# [Data provided]

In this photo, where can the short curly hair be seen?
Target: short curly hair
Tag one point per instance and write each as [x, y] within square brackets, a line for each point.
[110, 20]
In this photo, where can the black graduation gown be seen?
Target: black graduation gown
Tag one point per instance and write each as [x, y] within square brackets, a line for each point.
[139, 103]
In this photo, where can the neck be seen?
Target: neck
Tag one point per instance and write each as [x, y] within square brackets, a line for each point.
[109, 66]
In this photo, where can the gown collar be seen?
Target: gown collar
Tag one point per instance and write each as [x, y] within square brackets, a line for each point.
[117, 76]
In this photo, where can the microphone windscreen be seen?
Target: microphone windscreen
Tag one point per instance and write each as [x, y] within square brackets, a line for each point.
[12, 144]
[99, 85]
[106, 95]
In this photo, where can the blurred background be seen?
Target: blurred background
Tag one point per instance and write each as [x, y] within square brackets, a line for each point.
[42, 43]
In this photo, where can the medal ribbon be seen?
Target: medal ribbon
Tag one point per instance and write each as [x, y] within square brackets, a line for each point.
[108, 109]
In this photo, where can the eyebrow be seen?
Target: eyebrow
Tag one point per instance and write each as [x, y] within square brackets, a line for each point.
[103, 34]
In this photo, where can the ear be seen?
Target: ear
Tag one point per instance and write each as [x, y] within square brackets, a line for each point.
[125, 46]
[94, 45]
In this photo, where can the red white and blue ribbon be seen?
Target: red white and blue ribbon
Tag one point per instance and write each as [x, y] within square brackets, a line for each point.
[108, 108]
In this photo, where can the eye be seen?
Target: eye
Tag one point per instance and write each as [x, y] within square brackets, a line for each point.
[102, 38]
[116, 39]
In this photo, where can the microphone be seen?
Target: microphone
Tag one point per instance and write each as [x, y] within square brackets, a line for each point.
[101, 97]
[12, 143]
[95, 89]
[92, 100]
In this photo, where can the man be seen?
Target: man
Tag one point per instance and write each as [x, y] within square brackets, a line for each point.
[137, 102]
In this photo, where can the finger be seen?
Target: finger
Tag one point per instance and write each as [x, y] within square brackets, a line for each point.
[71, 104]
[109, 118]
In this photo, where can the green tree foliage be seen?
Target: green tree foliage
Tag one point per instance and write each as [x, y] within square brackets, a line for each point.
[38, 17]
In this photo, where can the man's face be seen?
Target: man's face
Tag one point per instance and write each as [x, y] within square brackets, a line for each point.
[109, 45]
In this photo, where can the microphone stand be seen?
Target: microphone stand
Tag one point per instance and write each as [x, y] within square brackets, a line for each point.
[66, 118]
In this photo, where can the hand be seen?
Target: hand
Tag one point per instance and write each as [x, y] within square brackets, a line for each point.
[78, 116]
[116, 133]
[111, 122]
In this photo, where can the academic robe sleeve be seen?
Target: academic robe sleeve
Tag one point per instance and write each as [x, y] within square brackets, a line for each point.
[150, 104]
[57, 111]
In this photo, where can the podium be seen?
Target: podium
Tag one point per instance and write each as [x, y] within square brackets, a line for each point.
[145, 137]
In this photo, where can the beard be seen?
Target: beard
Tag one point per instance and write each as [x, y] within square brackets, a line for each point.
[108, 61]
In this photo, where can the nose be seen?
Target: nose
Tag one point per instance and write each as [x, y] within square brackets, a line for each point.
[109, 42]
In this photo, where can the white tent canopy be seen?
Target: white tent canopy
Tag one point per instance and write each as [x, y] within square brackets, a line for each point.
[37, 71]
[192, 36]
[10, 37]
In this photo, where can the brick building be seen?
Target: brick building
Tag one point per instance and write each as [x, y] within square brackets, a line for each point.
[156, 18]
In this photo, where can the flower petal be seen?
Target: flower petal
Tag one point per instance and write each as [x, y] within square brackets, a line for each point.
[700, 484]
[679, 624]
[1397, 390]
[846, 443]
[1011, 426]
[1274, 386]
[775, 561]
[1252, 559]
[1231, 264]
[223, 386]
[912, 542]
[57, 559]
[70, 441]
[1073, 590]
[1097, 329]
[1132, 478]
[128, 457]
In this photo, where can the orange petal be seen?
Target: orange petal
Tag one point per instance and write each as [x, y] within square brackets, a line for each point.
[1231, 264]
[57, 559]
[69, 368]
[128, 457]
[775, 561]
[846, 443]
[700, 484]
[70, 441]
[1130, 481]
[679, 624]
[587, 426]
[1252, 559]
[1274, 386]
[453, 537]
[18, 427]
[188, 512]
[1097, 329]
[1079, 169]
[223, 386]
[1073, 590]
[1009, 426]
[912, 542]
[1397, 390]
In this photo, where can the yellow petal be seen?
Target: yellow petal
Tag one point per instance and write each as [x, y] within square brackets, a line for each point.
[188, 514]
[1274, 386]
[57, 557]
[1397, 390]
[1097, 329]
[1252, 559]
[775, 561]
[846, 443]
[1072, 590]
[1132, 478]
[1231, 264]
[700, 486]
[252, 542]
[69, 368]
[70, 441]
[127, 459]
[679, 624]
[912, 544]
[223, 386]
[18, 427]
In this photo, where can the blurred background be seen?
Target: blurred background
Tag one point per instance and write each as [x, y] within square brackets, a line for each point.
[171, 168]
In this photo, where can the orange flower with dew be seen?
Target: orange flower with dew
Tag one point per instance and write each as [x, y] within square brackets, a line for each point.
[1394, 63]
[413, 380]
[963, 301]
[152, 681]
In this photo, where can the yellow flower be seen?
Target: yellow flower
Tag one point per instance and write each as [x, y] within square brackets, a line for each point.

# [Task]
Only the lines from the one containing "In this photo, where can the orange petal" through the end of the material should be reproduced, exactly, with both ends included.

# [Result]
In this photo, where can the orange petal be seen?
Target: orange petal
Tag one point per instance and write each as [x, y] within square brackets, a line for each point.
[1231, 264]
[57, 559]
[69, 368]
[128, 457]
[775, 561]
[846, 443]
[700, 484]
[70, 441]
[1130, 481]
[679, 624]
[587, 426]
[1252, 559]
[1274, 386]
[453, 537]
[18, 427]
[188, 512]
[1097, 329]
[1079, 169]
[223, 386]
[1073, 590]
[1009, 426]
[912, 542]
[1397, 390]
In this photo, where can the yellow petal be seen?
Target: yellow petal
Tag one point per instance and write each as [x, y] within square brackets, a line for each point.
[188, 514]
[1274, 386]
[57, 557]
[1397, 390]
[1097, 329]
[1252, 559]
[775, 561]
[846, 443]
[1072, 590]
[1132, 478]
[1231, 264]
[700, 486]
[252, 542]
[69, 368]
[70, 441]
[127, 459]
[679, 624]
[912, 544]
[223, 386]
[18, 427]
In this photo, where can the blurred background be seen?
Target: blurred background
Tag one point per instance and write each as [x, y] within square brackets, a line for each point.
[171, 168]
In this photo, where can the orange flower with dew be seen?
Target: orange flower with dew
Tag one point per instance and write each as [x, y] within square brackets, a line for each point.
[1394, 63]
[413, 380]
[963, 301]
[152, 681]
In this photo, where can the yellow flower be seen?
Target: yellow flower
Tag one point per instance and write each as [x, y] within square brackets, a line for each point.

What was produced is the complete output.